(Auszüge aus Daten zur Punktannotation)
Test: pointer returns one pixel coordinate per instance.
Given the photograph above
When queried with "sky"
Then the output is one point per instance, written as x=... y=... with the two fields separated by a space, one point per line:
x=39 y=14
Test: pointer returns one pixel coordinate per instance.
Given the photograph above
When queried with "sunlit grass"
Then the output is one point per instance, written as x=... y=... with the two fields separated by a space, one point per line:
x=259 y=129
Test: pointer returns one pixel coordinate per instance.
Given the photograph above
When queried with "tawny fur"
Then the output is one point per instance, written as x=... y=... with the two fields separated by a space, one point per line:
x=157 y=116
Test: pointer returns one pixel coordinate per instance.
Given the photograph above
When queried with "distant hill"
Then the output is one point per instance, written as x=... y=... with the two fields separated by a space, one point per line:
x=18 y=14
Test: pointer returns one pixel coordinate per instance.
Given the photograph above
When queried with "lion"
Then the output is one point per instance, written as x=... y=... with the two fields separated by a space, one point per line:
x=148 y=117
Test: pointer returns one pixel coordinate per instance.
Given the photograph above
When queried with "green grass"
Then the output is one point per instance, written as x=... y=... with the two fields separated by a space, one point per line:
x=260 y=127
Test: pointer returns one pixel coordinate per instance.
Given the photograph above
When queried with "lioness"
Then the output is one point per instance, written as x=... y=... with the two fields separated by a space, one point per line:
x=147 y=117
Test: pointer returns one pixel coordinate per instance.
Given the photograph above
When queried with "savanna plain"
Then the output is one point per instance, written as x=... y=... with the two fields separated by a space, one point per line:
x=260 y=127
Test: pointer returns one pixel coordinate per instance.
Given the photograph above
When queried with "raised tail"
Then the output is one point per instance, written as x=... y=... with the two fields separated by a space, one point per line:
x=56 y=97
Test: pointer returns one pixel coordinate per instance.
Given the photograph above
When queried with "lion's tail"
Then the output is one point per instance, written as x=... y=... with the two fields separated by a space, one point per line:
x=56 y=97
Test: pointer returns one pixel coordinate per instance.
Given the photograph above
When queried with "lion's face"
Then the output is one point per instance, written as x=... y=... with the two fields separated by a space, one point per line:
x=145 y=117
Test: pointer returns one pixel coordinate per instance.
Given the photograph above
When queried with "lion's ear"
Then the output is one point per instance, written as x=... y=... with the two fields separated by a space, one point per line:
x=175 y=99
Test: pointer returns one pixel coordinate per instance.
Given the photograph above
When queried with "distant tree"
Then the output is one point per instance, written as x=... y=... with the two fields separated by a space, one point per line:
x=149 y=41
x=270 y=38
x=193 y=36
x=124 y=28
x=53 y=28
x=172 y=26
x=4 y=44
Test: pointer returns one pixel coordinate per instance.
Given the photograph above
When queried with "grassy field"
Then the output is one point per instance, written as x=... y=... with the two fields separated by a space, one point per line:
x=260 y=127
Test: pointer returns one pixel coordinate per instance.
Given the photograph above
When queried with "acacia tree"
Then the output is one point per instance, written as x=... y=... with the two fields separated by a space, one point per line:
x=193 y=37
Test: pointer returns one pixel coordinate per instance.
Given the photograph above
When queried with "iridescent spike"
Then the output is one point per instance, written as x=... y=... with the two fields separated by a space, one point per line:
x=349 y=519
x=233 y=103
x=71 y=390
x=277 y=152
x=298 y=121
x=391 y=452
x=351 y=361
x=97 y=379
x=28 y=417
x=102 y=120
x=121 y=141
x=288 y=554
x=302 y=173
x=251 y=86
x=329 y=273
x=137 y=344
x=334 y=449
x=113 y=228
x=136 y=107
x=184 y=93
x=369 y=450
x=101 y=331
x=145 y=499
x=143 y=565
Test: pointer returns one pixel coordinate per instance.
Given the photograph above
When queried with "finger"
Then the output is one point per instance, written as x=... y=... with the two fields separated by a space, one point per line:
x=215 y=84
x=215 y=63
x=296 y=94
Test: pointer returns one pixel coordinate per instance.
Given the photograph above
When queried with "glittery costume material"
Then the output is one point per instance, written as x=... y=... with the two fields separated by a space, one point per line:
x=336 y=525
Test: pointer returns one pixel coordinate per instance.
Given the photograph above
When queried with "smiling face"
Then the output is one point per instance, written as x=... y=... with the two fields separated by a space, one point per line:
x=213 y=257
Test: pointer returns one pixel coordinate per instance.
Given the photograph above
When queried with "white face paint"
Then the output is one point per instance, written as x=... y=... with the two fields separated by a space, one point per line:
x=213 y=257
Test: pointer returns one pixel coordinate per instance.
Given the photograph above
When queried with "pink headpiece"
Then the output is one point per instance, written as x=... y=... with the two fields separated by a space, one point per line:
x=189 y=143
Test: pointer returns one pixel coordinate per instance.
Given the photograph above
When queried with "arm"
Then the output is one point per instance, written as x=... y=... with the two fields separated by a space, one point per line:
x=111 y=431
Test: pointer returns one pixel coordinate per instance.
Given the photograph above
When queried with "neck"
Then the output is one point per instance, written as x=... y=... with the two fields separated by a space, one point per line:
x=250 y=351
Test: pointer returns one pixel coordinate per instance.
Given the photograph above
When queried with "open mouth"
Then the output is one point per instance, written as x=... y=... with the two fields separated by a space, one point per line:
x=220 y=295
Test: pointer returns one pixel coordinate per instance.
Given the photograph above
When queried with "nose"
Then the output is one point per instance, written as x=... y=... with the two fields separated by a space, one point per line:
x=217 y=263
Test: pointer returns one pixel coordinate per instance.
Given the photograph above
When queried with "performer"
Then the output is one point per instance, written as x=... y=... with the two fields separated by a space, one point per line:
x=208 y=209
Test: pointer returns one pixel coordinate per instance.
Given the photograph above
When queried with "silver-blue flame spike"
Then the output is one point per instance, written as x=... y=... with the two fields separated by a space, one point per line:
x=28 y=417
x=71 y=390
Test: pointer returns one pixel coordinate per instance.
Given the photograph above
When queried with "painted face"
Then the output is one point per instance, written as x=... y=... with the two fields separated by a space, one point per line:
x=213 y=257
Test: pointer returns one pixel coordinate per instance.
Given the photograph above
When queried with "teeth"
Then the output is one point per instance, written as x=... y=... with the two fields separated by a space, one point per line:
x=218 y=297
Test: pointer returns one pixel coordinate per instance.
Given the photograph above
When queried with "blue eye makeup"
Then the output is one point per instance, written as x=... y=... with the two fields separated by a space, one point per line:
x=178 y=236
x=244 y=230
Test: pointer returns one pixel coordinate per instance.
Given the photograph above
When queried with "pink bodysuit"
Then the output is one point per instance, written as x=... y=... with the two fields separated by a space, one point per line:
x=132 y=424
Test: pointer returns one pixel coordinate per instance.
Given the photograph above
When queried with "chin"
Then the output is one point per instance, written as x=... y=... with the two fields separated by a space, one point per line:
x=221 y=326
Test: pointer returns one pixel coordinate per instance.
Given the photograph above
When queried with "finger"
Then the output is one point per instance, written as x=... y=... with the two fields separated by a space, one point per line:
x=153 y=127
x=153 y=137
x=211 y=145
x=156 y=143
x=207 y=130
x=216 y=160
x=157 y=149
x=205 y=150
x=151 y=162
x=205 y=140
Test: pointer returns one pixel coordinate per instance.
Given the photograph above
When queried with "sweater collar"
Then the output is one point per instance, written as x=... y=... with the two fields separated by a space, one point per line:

Aufgabenstellung
Das gesamte Material ist so zu aktualisieren, dass jedes Vorkommen von „pointer“ durch „locator“ ersetzt wird. Alles Übrige bleibt unverändert.

Lösung der Aufgabe
Test: locator returns one pixel coordinate per instance.
Given the photograph above
When queried with "sky"
Then the output is one point per instance, written as x=... y=... with the two fields separated by a space, one point per line:
x=39 y=14
Test: locator returns one pixel coordinate per instance.
Given the photograph above
When queried with "sunlit grass"
Then the output is one point per instance, written as x=... y=... with the two fields separated by a space, one point per line:
x=259 y=129
Test: locator returns one pixel coordinate per instance.
Given the photograph above
When queried with "tawny fur"
Then the output is one point per instance, written as x=... y=... with the two fields separated by a space, one point per line:
x=157 y=116
Test: locator returns one pixel coordinate per instance.
Given the photograph above
When queried with "distant hill"
Then the output is one point per instance, written as x=... y=... with the two fields separated by a space, one point per line:
x=18 y=14
Test: locator returns one pixel coordinate per instance.
Given the photograph above
When queried with "lion"
Then the output is one point per instance, written as x=... y=... with the two fields separated by a space, one point per line:
x=148 y=117
Test: locator returns one pixel coordinate per instance.
Given the photograph above
When queried with "green grass"
Then the output is one point per instance, written as x=... y=... with the two fields separated by a space, one point per line:
x=260 y=127
Test: locator returns one pixel coordinate per instance.
Given the photograph above
When queried with "lioness"
Then the output is one point per instance, written as x=... y=... with the two fields separated by a space, one point per line:
x=147 y=117
Test: locator returns one pixel coordinate per instance.
Given the photograph above
When queried with "savanna plain"
Then the output is one point per instance, written as x=... y=... with the two fields separated by a space, one point per line:
x=260 y=127
Test: locator returns one pixel coordinate per instance.
Given the photograph above
When queried with "raised tail"
Then the output is one point per instance, written as x=... y=... with the two fields separated by a space, one point per line:
x=56 y=97
Test: locator returns one pixel coordinate per instance.
Given the photograph above
When queried with "lion's tail"
Then the output is one point per instance, written as x=... y=... with the two fields separated by a space, one point per line:
x=56 y=97
Test: locator returns one pixel coordinate per instance.
Given the photograph above
When queried with "lion's face"
Then the output is one point per instance, written as x=... y=... with the two fields separated by a space, one point per line:
x=145 y=117
Test: locator returns one pixel coordinate per instance.
Given the photograph above
When queried with "lion's ear"
Then the output is one point per instance, written as x=... y=... with the two fields separated by a space, one point per line:
x=175 y=99
Test: locator returns one pixel coordinate per instance.
Given the photograph above
When queried with "distant tree"
Then the output is one point per instance, written as x=... y=... with the two fields separated by a space, one point per line:
x=149 y=41
x=270 y=38
x=193 y=36
x=124 y=28
x=53 y=28
x=172 y=26
x=4 y=44
Test: locator returns one pixel coordinate per instance.
Given the photograph above
When queried with "grassy field"
Then the output is one point per instance, written as x=... y=... with the two fields separated by a space, one point per line:
x=260 y=127
Test: locator returns one pixel coordinate per instance.
Given the photograph above
When queried with "acacia tree"
Then the output is one point per instance, written as x=... y=... with the two fields separated by a space, one point per line:
x=193 y=37
Test: locator returns one pixel coordinate per instance.
Given the photograph above
When queried with "iridescent spike"
Then the output is one point per instance, written as x=... y=... with the two fields separated by a space, one point per line:
x=349 y=519
x=233 y=103
x=71 y=390
x=277 y=152
x=298 y=121
x=391 y=452
x=351 y=361
x=97 y=379
x=28 y=417
x=102 y=120
x=121 y=141
x=288 y=554
x=302 y=173
x=251 y=86
x=329 y=273
x=137 y=344
x=334 y=449
x=113 y=228
x=136 y=107
x=184 y=93
x=369 y=450
x=101 y=331
x=145 y=499
x=143 y=565
Test: locator returns one pixel coordinate per instance.
Given the photograph above
When queried with "finger"
Then the output is one point per instance, written as x=... y=... with the two fields separated by a space, one point per line:
x=215 y=84
x=215 y=63
x=296 y=94
Test: locator returns one pixel coordinate per instance.
Given the photograph above
When queried with "glittery costume material"
Then the output is one point per instance, written as x=... y=... with the two fields separated by a space, one point per line:
x=336 y=525
Test: locator returns one pixel coordinate per instance.
Given the photograph above
When queried with "smiling face"
Then the output is one point per instance, written as x=... y=... with the two fields separated by a space, one point per line:
x=213 y=257
Test: locator returns one pixel coordinate per instance.
Given the photograph above
When queried with "white face paint"
Then the output is one point per instance, written as x=... y=... with the two fields separated by a space, one point per line:
x=213 y=257
Test: locator returns one pixel coordinate per instance.
Given the photograph above
When queried with "pink headpiece"
Then the output is one point per instance, written as x=... y=... with the two fields separated by a space, one point per line:
x=189 y=143
Test: locator returns one pixel coordinate per instance.
Given the photograph above
When queried with "arm"
Then the output is one point per instance, written as x=... y=... with the two fields separated by a space, one point per line:
x=111 y=431
Test: locator returns one pixel coordinate per instance.
Given the photograph above
When queried with "neck"
Then the output is one point per instance, written as x=... y=... with the two fields separated by a space, one point per line:
x=250 y=351
Test: locator returns one pixel coordinate per instance.
Given the photograph above
When queried with "open mouth"
Then the output is one point per instance, written as x=... y=... with the two fields separated by a space, one point per line:
x=220 y=295
Test: locator returns one pixel coordinate per instance.
Given the photograph above
When queried with "nose"
Then the output is one point per instance, written as x=... y=... with the two fields separated by a space, one point per line:
x=217 y=263
Test: locator returns one pixel coordinate per instance.
Given the photograph above
When queried with "performer"
Then the output is one point per instance, written as x=... y=... with the two fields separated by a space, one point per line:
x=208 y=209
Test: locator returns one pixel coordinate per instance.
Given the photograph above
When queried with "silver-blue flame spike"
Then the output is one point per instance, written as x=... y=... with the two fields separated by a space, one point per line:
x=28 y=417
x=71 y=390
Test: locator returns one pixel coordinate per instance.
Given the photograph above
When queried with "painted face"
Then the output is one point per instance, written as x=... y=... with the two fields separated by a space, one point per line:
x=213 y=257
Test: locator returns one pixel coordinate per instance.
Given the photograph above
When queried with "teeth"
Then the output is one point per instance, written as x=... y=... with the two fields separated by a space, one point per line:
x=218 y=297
Test: locator returns one pixel coordinate per instance.
Given the photograph above
When queried with "blue eye makeup"
Then the output is one point per instance, written as x=... y=... with the two fields separated by a space, one point per line:
x=178 y=236
x=244 y=230
Test: locator returns one pixel coordinate per instance.
Given the photograph above
When queried with "pink bodysuit"
Then the output is one point per instance, written as x=... y=... with the two fields separated by a space, one point per line:
x=132 y=424
Test: locator returns one pixel coordinate per instance.
Given the photograph above
When queried with "chin"
Then the output is one point per instance, written as x=... y=... with the two fields separated by a space, one point per line:
x=221 y=326
Test: locator returns one pixel coordinate per instance.
Given the photograph above
When queried with "finger"
Then the output is one point per instance, written as x=... y=... with the two fields separated by a space, one point per line:
x=153 y=127
x=153 y=137
x=211 y=145
x=156 y=143
x=207 y=130
x=216 y=160
x=157 y=149
x=205 y=150
x=151 y=162
x=205 y=140
Test: locator returns one pixel coordinate per instance.
Given the photograph above
When queried with "sweater collar"
Then the output is one point per instance, written as x=... y=... with the two fields separated by a space, one point per line:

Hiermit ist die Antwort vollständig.